## Start

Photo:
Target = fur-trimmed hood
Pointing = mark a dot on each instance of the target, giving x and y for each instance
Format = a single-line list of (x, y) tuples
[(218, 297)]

## End
## Start

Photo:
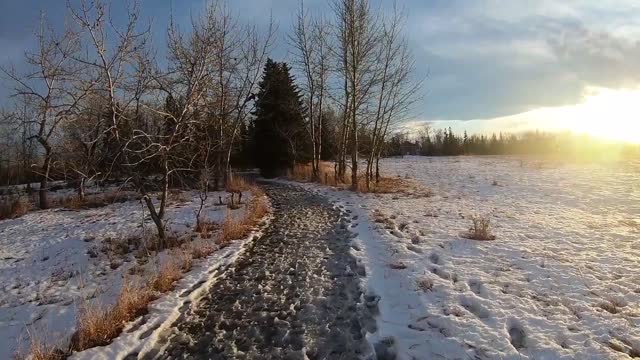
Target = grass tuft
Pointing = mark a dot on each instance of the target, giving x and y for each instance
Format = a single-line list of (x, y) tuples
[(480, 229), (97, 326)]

## End
## Start

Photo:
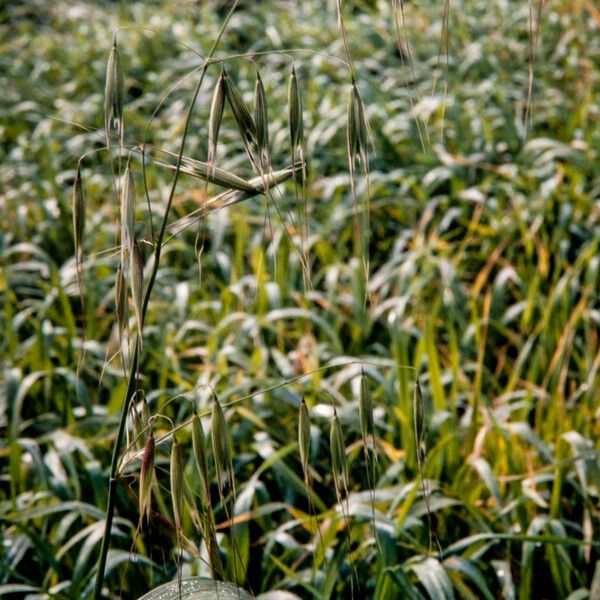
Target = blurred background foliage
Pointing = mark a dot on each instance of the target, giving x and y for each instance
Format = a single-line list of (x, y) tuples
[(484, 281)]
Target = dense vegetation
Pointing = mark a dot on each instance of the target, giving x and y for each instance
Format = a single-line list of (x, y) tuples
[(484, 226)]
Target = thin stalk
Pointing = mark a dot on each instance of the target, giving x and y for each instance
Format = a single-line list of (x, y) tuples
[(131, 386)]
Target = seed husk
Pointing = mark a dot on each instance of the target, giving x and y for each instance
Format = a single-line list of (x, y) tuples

## End

DESCRIPTION OF THE TASK
Can you rewrite the items from the line with "Target = dense vegetation" up to and including the line with "[(131, 386)]", changing "thin stalk" to "slender stem" and leaving everything else as it is?

RIGHT ANSWER
Target = dense vegetation
Pointing = mark a dot on each instance of the target, giving x and y for each instance
Format = a single-line list of (x, y) tuples
[(484, 226)]
Target = slender stem
Pointing = mark a dot on each instance of the target, giving x and y for each instance
Format = a single-line list of (x, y) tuples
[(131, 386)]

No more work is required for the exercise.